**YOUR OBJECTIVE**
Show, from the records below, all lines that contain the word "negative".

[Segmentation mask data]

··········

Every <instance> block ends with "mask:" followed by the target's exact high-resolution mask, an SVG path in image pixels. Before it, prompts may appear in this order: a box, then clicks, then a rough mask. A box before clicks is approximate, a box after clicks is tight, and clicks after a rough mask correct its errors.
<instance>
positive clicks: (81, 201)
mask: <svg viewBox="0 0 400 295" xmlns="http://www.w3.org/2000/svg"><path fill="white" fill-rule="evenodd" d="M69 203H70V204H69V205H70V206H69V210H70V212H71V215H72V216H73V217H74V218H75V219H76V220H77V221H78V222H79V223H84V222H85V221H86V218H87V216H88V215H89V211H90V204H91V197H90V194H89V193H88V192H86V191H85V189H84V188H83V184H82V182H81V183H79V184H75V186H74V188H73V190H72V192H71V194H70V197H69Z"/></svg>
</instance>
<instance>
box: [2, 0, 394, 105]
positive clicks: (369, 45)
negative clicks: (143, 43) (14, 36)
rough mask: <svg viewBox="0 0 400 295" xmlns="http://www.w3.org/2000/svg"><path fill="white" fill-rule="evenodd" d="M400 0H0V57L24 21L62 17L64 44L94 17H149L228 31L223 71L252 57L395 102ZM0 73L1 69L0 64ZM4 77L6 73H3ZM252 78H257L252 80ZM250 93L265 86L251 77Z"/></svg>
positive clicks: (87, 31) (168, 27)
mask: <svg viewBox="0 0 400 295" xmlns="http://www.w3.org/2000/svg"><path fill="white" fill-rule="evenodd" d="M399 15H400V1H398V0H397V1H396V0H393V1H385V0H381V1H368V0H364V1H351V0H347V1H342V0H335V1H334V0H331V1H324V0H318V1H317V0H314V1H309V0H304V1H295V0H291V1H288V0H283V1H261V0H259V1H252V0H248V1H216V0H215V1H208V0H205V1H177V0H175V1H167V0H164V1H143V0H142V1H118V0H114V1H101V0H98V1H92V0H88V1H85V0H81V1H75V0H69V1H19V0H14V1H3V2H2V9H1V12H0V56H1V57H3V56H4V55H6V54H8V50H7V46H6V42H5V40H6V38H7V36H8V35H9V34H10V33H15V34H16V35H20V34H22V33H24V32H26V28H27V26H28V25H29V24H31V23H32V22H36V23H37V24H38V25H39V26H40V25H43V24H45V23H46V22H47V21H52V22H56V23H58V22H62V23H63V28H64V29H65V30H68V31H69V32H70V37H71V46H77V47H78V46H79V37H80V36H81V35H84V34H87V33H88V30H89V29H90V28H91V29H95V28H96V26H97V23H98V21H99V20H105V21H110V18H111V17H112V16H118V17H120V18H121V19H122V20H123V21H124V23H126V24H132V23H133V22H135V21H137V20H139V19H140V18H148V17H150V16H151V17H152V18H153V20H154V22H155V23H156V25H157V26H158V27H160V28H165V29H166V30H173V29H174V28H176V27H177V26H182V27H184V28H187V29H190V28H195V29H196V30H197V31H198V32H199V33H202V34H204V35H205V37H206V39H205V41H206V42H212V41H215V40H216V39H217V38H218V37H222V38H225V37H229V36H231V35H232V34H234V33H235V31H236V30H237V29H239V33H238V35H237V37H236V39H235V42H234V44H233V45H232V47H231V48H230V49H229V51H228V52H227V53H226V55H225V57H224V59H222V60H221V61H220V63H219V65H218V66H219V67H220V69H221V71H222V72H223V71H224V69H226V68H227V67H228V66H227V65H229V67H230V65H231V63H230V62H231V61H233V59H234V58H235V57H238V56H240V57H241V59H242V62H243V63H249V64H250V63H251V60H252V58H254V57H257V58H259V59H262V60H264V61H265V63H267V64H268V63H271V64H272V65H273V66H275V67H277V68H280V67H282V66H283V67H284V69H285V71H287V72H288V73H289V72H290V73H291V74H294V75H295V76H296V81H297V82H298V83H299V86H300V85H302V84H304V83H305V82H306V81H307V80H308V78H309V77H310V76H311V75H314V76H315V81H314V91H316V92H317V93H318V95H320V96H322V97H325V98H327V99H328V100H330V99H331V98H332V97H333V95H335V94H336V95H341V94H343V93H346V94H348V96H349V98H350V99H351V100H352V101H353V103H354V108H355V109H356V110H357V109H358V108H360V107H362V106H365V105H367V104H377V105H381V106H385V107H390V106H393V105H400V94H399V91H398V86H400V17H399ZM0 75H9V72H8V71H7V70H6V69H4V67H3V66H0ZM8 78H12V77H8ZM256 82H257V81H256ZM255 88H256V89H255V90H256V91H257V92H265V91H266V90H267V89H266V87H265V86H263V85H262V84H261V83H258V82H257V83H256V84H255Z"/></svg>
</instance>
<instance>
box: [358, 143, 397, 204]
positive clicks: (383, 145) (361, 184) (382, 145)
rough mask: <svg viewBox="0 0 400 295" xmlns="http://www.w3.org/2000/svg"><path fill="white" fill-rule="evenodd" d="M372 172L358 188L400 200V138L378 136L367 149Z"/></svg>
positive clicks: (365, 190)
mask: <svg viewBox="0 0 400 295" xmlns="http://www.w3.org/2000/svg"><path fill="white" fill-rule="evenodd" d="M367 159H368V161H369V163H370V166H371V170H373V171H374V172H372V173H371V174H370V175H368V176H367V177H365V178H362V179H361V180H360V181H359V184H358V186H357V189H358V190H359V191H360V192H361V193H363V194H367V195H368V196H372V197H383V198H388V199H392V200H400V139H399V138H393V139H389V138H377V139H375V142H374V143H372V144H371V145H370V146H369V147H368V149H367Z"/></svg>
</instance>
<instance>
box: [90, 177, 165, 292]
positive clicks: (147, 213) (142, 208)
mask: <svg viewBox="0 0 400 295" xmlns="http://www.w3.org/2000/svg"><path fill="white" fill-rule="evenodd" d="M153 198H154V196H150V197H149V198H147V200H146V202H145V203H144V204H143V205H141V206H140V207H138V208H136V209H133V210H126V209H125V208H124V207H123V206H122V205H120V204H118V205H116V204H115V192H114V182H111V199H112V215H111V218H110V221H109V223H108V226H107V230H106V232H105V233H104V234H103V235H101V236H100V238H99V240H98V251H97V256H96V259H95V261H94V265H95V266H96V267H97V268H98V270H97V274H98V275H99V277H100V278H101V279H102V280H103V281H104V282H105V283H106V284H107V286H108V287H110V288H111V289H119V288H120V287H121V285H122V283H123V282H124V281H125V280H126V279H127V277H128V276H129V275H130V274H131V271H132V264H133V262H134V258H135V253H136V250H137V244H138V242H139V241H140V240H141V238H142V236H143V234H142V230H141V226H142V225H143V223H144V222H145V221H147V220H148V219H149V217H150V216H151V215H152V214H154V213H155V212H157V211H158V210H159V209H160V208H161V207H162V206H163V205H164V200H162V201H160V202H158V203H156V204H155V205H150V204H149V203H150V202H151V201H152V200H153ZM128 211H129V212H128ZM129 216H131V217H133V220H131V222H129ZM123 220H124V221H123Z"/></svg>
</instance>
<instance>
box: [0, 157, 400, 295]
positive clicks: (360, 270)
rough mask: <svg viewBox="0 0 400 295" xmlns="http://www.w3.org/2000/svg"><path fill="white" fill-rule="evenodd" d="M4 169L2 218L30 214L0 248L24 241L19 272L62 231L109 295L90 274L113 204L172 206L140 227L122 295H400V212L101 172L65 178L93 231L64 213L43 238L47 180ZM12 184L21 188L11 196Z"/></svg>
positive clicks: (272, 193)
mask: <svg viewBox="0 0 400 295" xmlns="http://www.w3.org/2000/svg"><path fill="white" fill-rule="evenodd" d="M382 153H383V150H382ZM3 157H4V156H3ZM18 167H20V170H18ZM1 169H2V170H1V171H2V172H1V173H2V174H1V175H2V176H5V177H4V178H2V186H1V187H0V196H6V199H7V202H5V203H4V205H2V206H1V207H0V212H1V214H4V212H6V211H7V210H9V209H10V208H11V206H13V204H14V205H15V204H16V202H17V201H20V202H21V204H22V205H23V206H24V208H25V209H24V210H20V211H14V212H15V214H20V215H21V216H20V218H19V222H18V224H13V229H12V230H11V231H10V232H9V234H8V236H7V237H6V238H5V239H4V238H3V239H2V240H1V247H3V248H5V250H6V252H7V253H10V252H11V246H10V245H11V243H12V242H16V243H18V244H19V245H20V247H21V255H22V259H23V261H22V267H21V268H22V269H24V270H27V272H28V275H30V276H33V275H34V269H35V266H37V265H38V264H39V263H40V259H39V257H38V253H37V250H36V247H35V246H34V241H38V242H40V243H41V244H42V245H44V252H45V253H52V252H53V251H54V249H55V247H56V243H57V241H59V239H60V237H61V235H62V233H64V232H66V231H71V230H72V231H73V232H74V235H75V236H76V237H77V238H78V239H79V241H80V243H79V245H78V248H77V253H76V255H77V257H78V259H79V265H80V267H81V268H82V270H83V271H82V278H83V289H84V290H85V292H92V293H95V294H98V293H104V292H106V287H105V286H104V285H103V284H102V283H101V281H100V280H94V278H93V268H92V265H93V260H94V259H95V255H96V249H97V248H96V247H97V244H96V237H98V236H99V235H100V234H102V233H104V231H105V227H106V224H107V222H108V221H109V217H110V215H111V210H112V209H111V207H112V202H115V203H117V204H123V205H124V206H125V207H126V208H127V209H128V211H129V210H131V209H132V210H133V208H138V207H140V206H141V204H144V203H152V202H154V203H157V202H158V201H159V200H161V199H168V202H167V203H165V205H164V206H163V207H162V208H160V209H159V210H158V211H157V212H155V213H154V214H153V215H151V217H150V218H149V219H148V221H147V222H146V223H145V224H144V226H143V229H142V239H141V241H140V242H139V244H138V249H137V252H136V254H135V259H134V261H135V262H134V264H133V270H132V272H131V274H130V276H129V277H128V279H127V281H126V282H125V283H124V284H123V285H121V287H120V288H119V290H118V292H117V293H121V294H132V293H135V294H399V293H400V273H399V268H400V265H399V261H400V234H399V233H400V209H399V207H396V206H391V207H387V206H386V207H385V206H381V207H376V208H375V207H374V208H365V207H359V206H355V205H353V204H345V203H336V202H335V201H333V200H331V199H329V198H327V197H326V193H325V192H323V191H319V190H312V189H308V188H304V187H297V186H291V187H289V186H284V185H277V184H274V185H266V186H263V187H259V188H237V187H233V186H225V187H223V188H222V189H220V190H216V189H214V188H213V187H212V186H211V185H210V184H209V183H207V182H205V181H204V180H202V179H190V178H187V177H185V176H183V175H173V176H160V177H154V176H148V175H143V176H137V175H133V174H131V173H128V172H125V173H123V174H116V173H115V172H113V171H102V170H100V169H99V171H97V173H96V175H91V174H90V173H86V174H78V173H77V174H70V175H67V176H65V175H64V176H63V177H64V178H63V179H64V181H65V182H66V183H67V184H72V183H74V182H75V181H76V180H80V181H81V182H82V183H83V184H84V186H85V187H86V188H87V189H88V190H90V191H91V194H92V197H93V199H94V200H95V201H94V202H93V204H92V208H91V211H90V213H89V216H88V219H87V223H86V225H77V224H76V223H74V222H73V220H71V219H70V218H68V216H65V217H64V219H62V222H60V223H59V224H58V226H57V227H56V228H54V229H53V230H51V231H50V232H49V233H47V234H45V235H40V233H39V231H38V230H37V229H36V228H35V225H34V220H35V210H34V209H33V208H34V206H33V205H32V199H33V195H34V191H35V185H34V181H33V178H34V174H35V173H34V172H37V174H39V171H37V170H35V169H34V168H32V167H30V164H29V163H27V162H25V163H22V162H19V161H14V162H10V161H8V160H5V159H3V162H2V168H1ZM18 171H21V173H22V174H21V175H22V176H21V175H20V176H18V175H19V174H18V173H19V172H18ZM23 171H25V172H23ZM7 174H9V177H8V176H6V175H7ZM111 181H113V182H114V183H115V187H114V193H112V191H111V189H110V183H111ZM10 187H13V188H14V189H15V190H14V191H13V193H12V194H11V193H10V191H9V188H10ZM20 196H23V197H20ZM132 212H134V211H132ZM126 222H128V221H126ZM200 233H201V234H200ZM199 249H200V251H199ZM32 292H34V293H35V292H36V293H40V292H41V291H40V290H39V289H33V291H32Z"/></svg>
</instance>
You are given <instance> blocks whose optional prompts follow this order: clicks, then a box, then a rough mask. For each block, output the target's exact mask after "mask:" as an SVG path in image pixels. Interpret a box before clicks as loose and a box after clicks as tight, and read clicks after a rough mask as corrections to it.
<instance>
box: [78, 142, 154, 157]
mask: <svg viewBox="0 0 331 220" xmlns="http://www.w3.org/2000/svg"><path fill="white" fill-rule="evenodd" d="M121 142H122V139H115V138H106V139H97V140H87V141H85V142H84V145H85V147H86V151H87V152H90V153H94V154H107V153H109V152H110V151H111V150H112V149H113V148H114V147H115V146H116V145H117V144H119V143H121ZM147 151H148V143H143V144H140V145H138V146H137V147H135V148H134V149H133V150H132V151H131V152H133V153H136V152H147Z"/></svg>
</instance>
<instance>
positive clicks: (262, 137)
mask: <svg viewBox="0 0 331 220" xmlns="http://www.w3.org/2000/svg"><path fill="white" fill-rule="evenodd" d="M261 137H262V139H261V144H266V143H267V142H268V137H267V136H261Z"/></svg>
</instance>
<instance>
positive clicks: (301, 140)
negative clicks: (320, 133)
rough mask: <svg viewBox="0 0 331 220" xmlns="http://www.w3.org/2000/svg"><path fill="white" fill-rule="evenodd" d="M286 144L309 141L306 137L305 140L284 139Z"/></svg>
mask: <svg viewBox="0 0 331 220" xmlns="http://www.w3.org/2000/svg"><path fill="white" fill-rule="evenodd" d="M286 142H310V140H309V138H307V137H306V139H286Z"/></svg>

··········

**RESULT OF THE TASK**
negative clicks: (143, 43) (14, 36)
negative clicks: (320, 133)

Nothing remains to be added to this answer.